**Questions to answer:**
1. Reproduce the passage of the commentary on papal health that lies between "The health of Pope" and "be temporarily cancelled.", inclusive.
2. List every pope named in the commentary on papal health.
3. Carry the commentary on Pope Francis's health forward from its last sentence.

**Excerpted passage:**
▼▼▼

By Dr. Michael W. Higgins, President and Vice-Chancellor of Corpus Christi-St. Marks at UBC
The health of a pope is always a big thing for the media. And not just for the media. The Catholic world—and a sizeable chunk of the non-Catholic world—watched as John Paul II’s protracted dying played out in full drama.
With John Paul I, it was even more arresting. He died unpredictably with barely a month in office.
The health of Pope Francis is becoming an increasing concern as his mobility is seriously compromised, his medical treatment shrouded in a bit of mystery (remember last year’s intestinal surgery), but still his commitment to seeing out his duties as Peter remains in no way diminished. But the body speaks its own language, has its own schedule, and makes its own demands. Something has to give.
For Canadians, the worry is especially acute. The pope is scheduled to visit the country this July, the itinerary is set, expectations are high, and disappointment will be great should it be temporarily cancelled.

▲▲▲

**Entries shown:**
▼▼▼

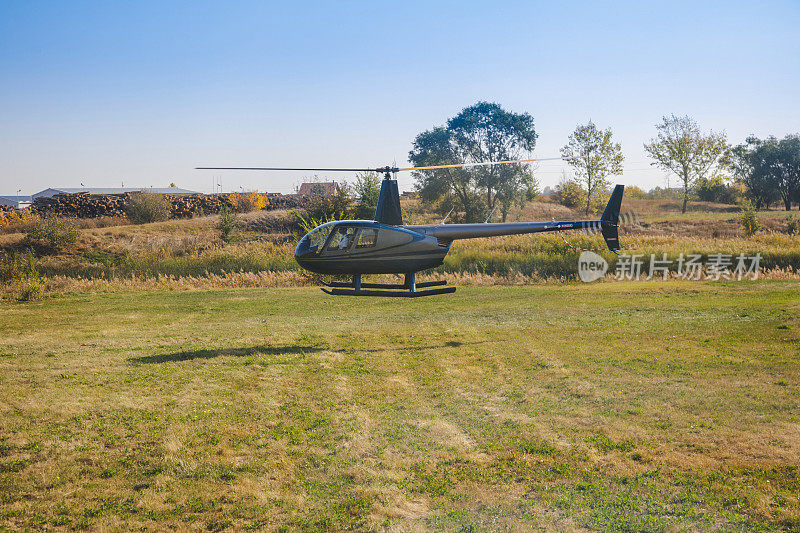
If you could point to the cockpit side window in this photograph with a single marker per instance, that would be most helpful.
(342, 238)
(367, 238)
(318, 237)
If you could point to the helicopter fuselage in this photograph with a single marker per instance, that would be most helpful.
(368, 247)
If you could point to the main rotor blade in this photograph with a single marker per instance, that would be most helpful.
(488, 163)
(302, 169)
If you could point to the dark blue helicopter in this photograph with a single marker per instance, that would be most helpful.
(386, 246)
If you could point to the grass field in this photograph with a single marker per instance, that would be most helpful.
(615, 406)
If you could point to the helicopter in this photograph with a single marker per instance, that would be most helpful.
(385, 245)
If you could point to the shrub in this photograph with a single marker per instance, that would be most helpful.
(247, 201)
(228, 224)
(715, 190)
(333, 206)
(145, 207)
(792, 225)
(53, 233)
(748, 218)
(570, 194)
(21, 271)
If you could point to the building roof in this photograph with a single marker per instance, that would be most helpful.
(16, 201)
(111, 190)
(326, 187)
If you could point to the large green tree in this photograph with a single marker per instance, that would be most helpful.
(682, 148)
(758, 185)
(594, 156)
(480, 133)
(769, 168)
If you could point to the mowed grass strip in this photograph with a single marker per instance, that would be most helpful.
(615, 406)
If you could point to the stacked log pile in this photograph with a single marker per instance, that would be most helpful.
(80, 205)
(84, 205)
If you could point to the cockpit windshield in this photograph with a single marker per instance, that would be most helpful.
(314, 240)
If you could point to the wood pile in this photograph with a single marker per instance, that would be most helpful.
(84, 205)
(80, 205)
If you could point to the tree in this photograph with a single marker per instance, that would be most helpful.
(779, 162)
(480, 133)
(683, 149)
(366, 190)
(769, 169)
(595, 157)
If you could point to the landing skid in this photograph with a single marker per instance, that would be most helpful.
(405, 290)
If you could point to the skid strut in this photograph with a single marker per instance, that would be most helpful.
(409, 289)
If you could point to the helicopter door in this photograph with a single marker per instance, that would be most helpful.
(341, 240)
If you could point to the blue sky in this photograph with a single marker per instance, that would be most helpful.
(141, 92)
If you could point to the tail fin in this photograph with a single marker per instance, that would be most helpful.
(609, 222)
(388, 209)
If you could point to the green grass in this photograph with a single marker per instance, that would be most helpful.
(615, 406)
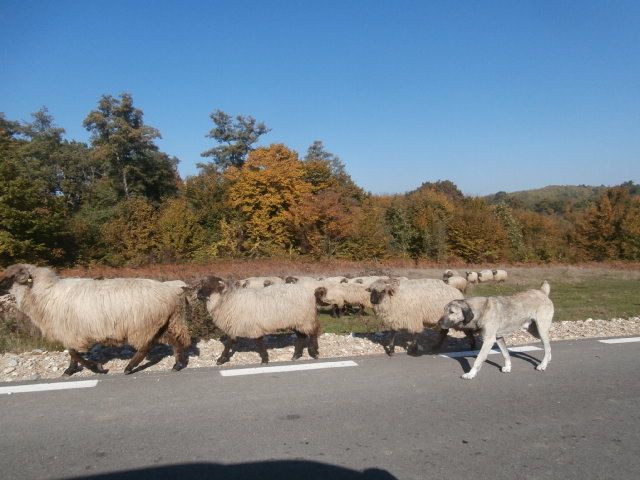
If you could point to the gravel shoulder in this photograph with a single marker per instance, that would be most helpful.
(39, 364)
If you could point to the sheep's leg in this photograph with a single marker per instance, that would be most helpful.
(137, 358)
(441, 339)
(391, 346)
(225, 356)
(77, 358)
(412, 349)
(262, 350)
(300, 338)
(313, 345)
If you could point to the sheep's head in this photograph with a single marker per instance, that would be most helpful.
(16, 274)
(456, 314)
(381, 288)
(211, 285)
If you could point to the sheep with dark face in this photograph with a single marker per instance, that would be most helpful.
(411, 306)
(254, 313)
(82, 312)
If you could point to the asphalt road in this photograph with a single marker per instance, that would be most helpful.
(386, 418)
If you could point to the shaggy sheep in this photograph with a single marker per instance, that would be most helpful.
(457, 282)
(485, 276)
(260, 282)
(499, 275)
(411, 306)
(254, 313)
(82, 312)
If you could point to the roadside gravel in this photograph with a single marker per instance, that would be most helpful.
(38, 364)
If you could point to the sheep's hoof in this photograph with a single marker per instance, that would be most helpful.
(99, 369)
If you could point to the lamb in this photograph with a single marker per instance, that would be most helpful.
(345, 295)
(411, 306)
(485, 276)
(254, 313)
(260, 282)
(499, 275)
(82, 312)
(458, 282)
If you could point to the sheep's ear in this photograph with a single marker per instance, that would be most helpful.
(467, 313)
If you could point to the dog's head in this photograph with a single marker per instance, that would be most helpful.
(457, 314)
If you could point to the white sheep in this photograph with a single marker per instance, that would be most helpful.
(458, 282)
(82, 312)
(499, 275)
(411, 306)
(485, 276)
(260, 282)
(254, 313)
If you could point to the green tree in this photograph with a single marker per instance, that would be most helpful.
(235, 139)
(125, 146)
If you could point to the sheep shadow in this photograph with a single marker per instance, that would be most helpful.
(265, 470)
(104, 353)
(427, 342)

▲▲▲

**Answers for the exercise:**
1.
The health of Pope Francis is becoming an increasing concern as his mobility is seriously compromised, his medical treatment shrouded in a bit of mystery (remember last year’s intestinal surgery), but still his commitment to seeing out his duties as Peter remains in no way diminished. But the body speaks its own language, has its own schedule, and makes its own demands. Something has to give.
For Canadians, the worry is especially acute. The pope is scheduled to visit the country this July, the itinerary is set, expectations are high, and disappointment will be great should it be temporarily cancelled.

2.
John Paul II
John Paul I
Pope Francis

3.
Colleague and friend Robert Mickens, a seasoned Vatican journalist long resident in Rome, writes that “despite the knee problem, the pope is showing no signs of slowing down... his daily schedule of meetings has not been scaled back at all. If anything, it looks like the pope is actually picking up the pace.”
Typical Bergoglio. God willing, we will see him in July and for a goodly time after. Rumours of a pontifical death flourish for years before it actually happens—media fodder, for sure—and there can be no doubt, except perhaps for the credulous, that plots, plans and intrigue are already afoot should Peter’s seat suddenly become vacant.
And in all of this speculation, we should factor in the simple truth that the Francis vision of an incarnated synodality, in order to become embedded in Catholic consciousness, needs this pope to remain on the Tiber for some time yet.